**Assignment**
Set every record down again, identical to the original.
-*-
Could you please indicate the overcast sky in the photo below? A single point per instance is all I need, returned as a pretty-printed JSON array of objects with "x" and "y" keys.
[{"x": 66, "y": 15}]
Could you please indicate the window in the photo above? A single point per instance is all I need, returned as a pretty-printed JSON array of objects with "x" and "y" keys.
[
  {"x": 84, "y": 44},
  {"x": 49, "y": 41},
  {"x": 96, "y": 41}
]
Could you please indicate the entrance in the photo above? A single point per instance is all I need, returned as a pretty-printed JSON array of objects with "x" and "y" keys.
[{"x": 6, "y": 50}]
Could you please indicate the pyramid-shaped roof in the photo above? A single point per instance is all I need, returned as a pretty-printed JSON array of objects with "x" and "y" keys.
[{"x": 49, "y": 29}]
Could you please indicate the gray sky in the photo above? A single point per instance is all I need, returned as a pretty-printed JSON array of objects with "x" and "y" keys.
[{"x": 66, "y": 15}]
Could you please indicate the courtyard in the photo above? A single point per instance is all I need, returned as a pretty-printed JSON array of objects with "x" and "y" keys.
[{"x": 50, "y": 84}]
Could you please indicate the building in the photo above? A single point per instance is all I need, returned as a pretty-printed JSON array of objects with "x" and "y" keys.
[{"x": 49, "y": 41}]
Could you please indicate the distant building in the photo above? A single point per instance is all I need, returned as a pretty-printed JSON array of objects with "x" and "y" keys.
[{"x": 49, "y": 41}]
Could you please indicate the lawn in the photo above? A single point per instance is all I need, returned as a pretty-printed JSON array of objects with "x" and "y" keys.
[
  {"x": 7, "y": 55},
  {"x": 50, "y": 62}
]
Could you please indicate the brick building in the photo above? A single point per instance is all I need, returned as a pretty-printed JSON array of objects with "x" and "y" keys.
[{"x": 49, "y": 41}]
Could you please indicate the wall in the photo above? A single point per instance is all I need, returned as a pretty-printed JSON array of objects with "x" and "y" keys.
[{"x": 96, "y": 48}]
-*-
**Task solution**
Could you please indicate the overcast sky in the photo below? A single point per instance is all I need, returned as a pretty-printed JSON array of objects with "x" and "y" keys.
[{"x": 66, "y": 15}]
Could you please indicate the window in the photo above? A single point per instance is all I need, returned as a pretty-printed JSON array of objects with "x" and "y" keys.
[
  {"x": 84, "y": 44},
  {"x": 49, "y": 41},
  {"x": 96, "y": 41}
]
Could you please indicate the entrance in the photo above? A single point per instance is all I need, returned as a pretty-printed JSON array of objects with "x" and "y" keys.
[{"x": 6, "y": 50}]
Could you please indicate the pyramid-shaped roof in the photo above? A single point per instance is all I need, returned as a pretty-printed JSON array of objects with "x" and "y" keys.
[{"x": 49, "y": 29}]
Could you please indicate the gray sky in the photo above? A single point per instance is all I need, returned as a pretty-printed JSON array of objects with "x" and "y" keys.
[{"x": 66, "y": 15}]
Could you please indicate the courtyard in the photo above? A single point per instance is all I need, returned as a pretty-printed JSON array of objects with "x" and "y" keys.
[{"x": 50, "y": 84}]
Could you please indicate the building in the photo above? A single point per instance is all I need, returned as a pretty-printed JSON array of objects with "x" and "y" keys.
[{"x": 49, "y": 41}]
Could you please indicate the distant building in the photo above? A single point per instance is all I need, returned as a pretty-printed JSON array of objects with "x" and "y" keys.
[{"x": 49, "y": 41}]
Could you please indicate the lawn in the photo above? A single point per instance is all I need, returned as a pretty-printed JSON array of objects with "x" and "y" keys.
[
  {"x": 7, "y": 55},
  {"x": 50, "y": 62}
]
Could you please indicate the brick building in the photo above? A single point per instance is all I need, returned as a pretty-printed JSON array of objects with "x" and "y" keys.
[{"x": 49, "y": 41}]
Could you please indicate the wall in the photo above? A single point per instance is all I need, returned as a pretty-printed JSON array of objects with "x" and "y" keys.
[{"x": 96, "y": 48}]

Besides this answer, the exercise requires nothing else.